• **STATED TASK**:
Output each entry verbatim and exclude every picture from it.

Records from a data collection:

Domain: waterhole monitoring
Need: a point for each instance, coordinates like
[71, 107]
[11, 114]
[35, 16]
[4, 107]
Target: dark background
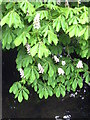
[35, 108]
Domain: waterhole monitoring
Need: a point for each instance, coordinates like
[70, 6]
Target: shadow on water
[77, 105]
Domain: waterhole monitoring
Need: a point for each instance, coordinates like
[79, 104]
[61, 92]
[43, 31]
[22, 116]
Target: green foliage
[60, 31]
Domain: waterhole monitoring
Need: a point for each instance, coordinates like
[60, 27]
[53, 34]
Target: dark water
[76, 106]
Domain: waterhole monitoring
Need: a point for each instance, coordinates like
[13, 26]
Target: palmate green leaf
[5, 19]
[80, 82]
[62, 91]
[45, 93]
[50, 91]
[7, 38]
[20, 97]
[12, 18]
[43, 51]
[21, 39]
[87, 79]
[51, 71]
[41, 95]
[14, 88]
[74, 85]
[32, 76]
[26, 90]
[81, 32]
[52, 37]
[86, 34]
[34, 50]
[25, 95]
[26, 5]
[43, 14]
[27, 72]
[58, 92]
[68, 71]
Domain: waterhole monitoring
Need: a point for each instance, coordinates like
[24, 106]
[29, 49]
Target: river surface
[73, 105]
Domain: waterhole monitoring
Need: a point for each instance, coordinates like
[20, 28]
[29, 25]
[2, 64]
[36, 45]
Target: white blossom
[41, 70]
[28, 48]
[36, 22]
[21, 73]
[63, 63]
[79, 65]
[60, 71]
[56, 59]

• **PROBLEM SOLUTION**:
Domain: waterhole monitoring
Need: a point for each instance, coordinates like
[71, 107]
[11, 114]
[35, 16]
[4, 107]
Target: dark background
[35, 108]
Domain: waterhole monitoring
Need: a point for each instance, coordinates like
[70, 6]
Target: shadow on water
[77, 105]
Domain: waterhole monitoring
Need: a point for each instance, coordinates like
[79, 104]
[61, 92]
[43, 31]
[22, 116]
Target: green foliage
[60, 31]
Domain: waterhole monitoring
Need: a point for each instance, coordinates like
[60, 27]
[53, 34]
Target: dark water
[76, 106]
Domain: waterhole monitoring
Need: a point for each instance, coordinates like
[13, 26]
Target: palmate green leaf
[5, 19]
[80, 82]
[62, 91]
[45, 93]
[50, 91]
[7, 38]
[20, 97]
[12, 18]
[43, 51]
[21, 39]
[87, 79]
[51, 71]
[41, 95]
[14, 88]
[74, 85]
[32, 76]
[26, 90]
[81, 32]
[52, 37]
[86, 34]
[34, 50]
[25, 95]
[26, 5]
[43, 14]
[27, 72]
[58, 92]
[68, 71]
Domain: waterhole monitoring
Need: a point for each instance, coordinates like
[24, 106]
[29, 49]
Target: river surface
[73, 105]
Domain: waterhole monitoring
Need: a point for each instance, coordinates like
[20, 28]
[29, 25]
[2, 64]
[36, 45]
Target: white blossom
[41, 70]
[28, 48]
[36, 22]
[21, 73]
[63, 63]
[79, 65]
[60, 71]
[56, 59]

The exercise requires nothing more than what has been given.